### Task statement
Reproduce the data starting at the line that contains "the stone column" and ending at the last line of the data, both included, with the requests kept in. Shift every x and y coordinate in the answers up by 102.

---------- Given entries ----------

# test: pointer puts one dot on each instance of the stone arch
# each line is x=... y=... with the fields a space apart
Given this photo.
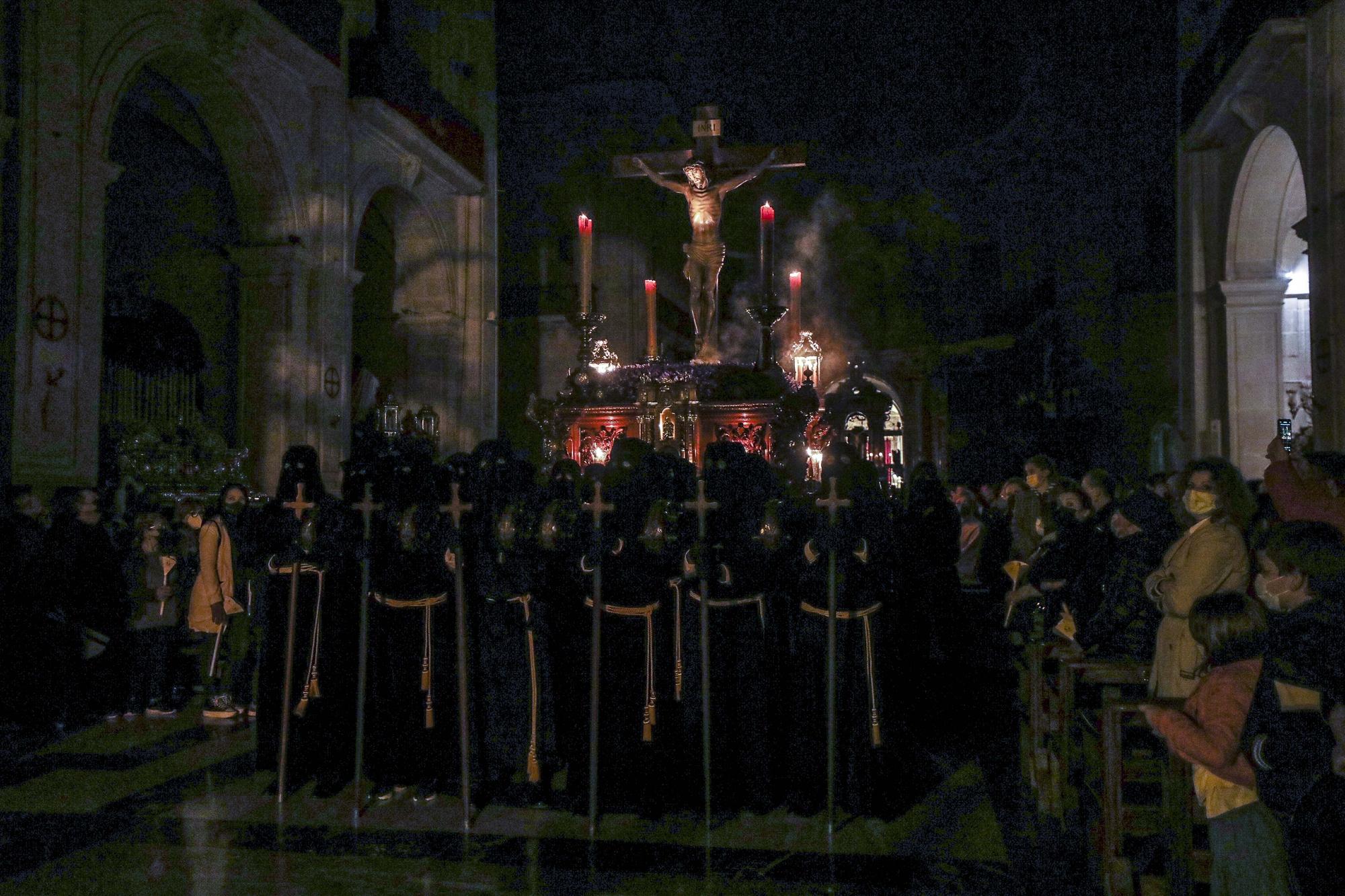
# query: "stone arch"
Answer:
x=1266 y=333
x=426 y=302
x=247 y=135
x=220 y=65
x=431 y=279
x=1268 y=202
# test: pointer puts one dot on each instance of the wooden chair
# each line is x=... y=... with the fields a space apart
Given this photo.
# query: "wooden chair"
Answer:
x=1074 y=693
x=1147 y=792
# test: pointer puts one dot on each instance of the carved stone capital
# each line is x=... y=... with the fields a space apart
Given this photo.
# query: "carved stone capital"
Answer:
x=270 y=260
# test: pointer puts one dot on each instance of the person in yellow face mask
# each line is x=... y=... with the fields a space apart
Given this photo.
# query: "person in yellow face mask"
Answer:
x=1034 y=505
x=1211 y=557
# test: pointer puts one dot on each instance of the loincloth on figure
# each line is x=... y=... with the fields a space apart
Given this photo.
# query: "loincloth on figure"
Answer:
x=703 y=255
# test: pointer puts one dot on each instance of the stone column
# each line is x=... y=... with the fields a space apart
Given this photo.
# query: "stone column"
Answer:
x=274 y=364
x=336 y=279
x=1198 y=213
x=1254 y=318
x=1324 y=181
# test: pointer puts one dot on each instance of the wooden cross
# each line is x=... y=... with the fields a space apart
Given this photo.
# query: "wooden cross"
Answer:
x=701 y=506
x=457 y=507
x=707 y=130
x=368 y=506
x=597 y=506
x=299 y=505
x=833 y=502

----------

### Written response
# test: pointer puts one dot on each instance of the stone column
# each line is x=... y=... with the fields a space apart
Given this photo.
# query: "stone column"
Answer:
x=376 y=466
x=438 y=381
x=1300 y=315
x=1356 y=420
x=1426 y=283
# test: pointer puts one dot on each instance of the wooden cross
# each line is x=... y=... with the fields a space apart
Given this photo.
# query: "wooden cross"
Answer:
x=803 y=608
x=559 y=609
x=809 y=232
x=470 y=608
x=699 y=608
x=401 y=607
x=935 y=604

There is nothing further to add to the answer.